Mariage pour tous : « Comment on fait les bébés ? »

Le philosophe Francis Métivier passe en revue les questions soulevées par les nouvelles formes de filiation rendues possibles par la PMA et la GPA. Lire cet article sur le Plus.

La question de la filiation pose un type de question d’éthique très pointue : l’éthique par procuration. Il s’agit, dans l’actuel débat sur la filiation, de prendre une décision pour des enfants à naître dans des conditions techniques, technologiques et juridiques bien spécifiques. Le problème de la décision de faire un enfant se pose dans toute procréation, qui, par définition, consiste à donner la vie à un être qui ne l’a pas demandé.

La filiation éthique

Ce problème prend-il une tournure particulière dans le cadre de la PMA ou encore de la GPA, pratiquée par des couples aussi bien hétérosexuels qu’homosexuels ? Le problème devient-il encore plus spécifique dans le cas d’une filiation enfant/couple homosexuel ?

Hans Jonas, dans son ouvrage Le Principe de responsabilité (1979), énonce trois concepts :

1. Le principe de responsabilité lui-même selon lequel, entre autres, nous avons, en tant qu’adultes vivants, la responsabilité de prendre des décisions à la place des êtres qui ne sont pas en mesure de le faire par et pour eux-mêmes, tout simplement parce que, pour l’heure, ils ne sont pas encore présents. Comme les générations futures ou, plus proches de nous encore, nos enfants à naître.

2. L’idée du développement durable : « Inclus dans ton choix actuel l’intégrité de l’homme comme objet de ton vouloir. »

3. Le principe de précaution : s’abstenir de toute décision si nous ne sommes pas tous convaincus de l’absence d’effets nuisibles d’une action que nous voudrions engager, et alors rechercher à développer les connaissances sur le sujet afin de trancher sans passion.

[Entrées d'identification d'emplacements]

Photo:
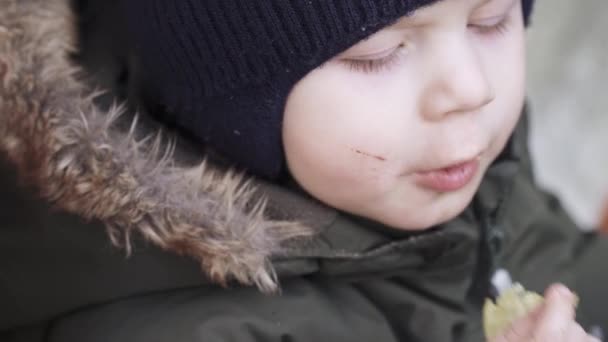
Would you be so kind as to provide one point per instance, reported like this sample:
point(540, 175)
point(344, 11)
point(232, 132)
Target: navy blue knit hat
point(221, 70)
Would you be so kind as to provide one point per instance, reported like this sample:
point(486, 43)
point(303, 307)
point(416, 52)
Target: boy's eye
point(370, 65)
point(492, 26)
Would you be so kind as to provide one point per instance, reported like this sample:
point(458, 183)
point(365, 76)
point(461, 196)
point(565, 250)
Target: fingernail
point(562, 291)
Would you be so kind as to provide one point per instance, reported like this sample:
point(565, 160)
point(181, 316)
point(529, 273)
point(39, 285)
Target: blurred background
point(567, 83)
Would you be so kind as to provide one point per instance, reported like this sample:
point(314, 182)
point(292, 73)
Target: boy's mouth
point(450, 178)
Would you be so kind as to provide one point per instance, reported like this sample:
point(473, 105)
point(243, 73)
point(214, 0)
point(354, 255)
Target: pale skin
point(442, 86)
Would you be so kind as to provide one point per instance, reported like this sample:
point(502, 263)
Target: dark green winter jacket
point(203, 259)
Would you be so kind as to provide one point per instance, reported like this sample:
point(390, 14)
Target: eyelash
point(376, 65)
point(387, 62)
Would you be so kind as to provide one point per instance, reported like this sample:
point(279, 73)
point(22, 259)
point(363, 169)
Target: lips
point(450, 178)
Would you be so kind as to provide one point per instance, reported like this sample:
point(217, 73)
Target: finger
point(557, 314)
point(576, 333)
point(521, 329)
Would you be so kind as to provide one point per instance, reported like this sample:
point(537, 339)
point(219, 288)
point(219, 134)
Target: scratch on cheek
point(380, 158)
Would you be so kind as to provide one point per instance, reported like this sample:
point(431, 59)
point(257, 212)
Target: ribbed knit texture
point(222, 69)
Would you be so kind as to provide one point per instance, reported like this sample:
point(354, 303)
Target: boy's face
point(401, 127)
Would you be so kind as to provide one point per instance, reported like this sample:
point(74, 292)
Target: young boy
point(390, 178)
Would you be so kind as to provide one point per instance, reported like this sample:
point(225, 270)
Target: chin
point(442, 208)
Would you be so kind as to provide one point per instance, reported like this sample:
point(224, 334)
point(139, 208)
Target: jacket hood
point(104, 165)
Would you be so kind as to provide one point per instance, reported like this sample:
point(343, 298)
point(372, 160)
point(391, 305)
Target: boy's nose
point(458, 82)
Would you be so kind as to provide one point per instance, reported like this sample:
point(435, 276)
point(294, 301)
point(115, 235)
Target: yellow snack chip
point(512, 304)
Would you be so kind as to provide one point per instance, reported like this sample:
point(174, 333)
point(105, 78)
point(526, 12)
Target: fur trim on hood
point(82, 161)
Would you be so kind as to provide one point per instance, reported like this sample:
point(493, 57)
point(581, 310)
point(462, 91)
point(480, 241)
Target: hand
point(554, 321)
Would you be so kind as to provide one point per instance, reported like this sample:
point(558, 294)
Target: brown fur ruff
point(79, 159)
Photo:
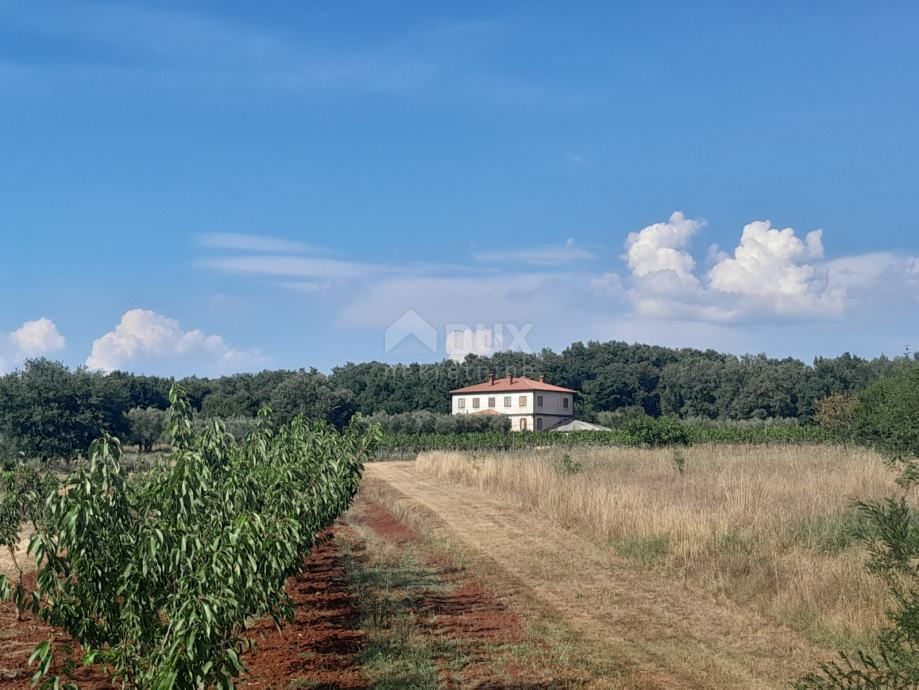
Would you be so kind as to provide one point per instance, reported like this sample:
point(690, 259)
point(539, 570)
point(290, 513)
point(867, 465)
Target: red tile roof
point(511, 383)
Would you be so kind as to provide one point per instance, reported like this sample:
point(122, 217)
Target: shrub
point(663, 431)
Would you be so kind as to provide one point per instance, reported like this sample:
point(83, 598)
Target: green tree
point(146, 426)
point(312, 394)
point(887, 417)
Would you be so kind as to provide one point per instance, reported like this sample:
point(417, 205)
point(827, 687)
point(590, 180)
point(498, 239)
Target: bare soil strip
point(667, 634)
point(321, 647)
point(431, 623)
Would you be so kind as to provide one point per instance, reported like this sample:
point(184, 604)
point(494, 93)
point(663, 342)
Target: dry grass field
point(769, 527)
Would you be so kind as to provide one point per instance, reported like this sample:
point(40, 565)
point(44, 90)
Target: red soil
point(386, 525)
point(18, 639)
point(322, 644)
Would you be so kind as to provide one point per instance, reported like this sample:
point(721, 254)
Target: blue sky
point(216, 186)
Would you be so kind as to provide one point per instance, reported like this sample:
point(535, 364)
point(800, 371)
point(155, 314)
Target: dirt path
point(668, 634)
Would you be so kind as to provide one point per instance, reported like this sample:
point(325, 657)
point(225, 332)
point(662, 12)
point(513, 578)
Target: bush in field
point(835, 414)
point(663, 431)
point(156, 577)
point(887, 417)
point(146, 427)
point(617, 419)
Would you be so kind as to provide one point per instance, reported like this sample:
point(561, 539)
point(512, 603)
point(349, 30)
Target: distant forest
point(49, 410)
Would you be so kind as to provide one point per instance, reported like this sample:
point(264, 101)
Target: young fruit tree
point(157, 576)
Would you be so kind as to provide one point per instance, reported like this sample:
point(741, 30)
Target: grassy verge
point(770, 527)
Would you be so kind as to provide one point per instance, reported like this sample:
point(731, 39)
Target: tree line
point(50, 411)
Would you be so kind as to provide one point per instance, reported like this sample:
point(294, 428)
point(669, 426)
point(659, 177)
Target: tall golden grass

- [À faire]:
A – Recopiez les entrées depuis leur début jusqu'à la ligne contenant « point(221, 70) », celle-ci comprise, en laissant les images de côté.
B – Prolongez le texte sur l'éthique de la filiation à partir de l'endroit où il s'arrête.

- [Réponses fournies]:
A –
Photo:
Would you be so kind as to provide one point per instance, reported like this sample:
point(540, 175)
point(344, 11)
point(232, 132)
Target: navy blue knit hat
point(221, 70)

B –
Ces trois idées philosophiques ont fait leur chemin et trouvent aujourd’hui leurs traductions politiques, juridiques et sociales dans bien des domaines. Pourquoi ne les utilisons-nous pas dans le cadre de l’actuel débat sur la filiation ? Ce d’autant que la réflexion de Jonas relève de ce que nous pourrions nommer la filiation éthique, c’est-à-dire la manière la plus souhaitable que nous aurions à transmettre quelque chose à nos propres enfants.

Des histoires de spermatozoïdes, d'ovules et d'origines

Or qu’avons-nous d’abord à transmettre à nos propres enfants ? Probablement une réponse précise à la question « comment on fait les bébés ? »

« Comment on fait les bébés ? » est une question philosophique. Elle cache un « comment j’ai été fait ? » et, par extension, un « d’où viens-je ? », qui exprime par définition la question de l’origine.

Quelle origine parmi les origines personnelles possibles ? Imaginons différents dialogues :

Dialogue 1

« Tu es né(e) de la rencontre d’un spermatozoïde de papa et d’un ovule de maman, du ventre de maman.

– Alors c’est exprès que vous m’avez fait à ce moment-là ? »

Là, trois réponses possibles, que je formule de façon purement schématique : oui, nous te désirions ; non, mais nous te désirons quand même ; non, tu n’étais pas désiré, c’était un accident.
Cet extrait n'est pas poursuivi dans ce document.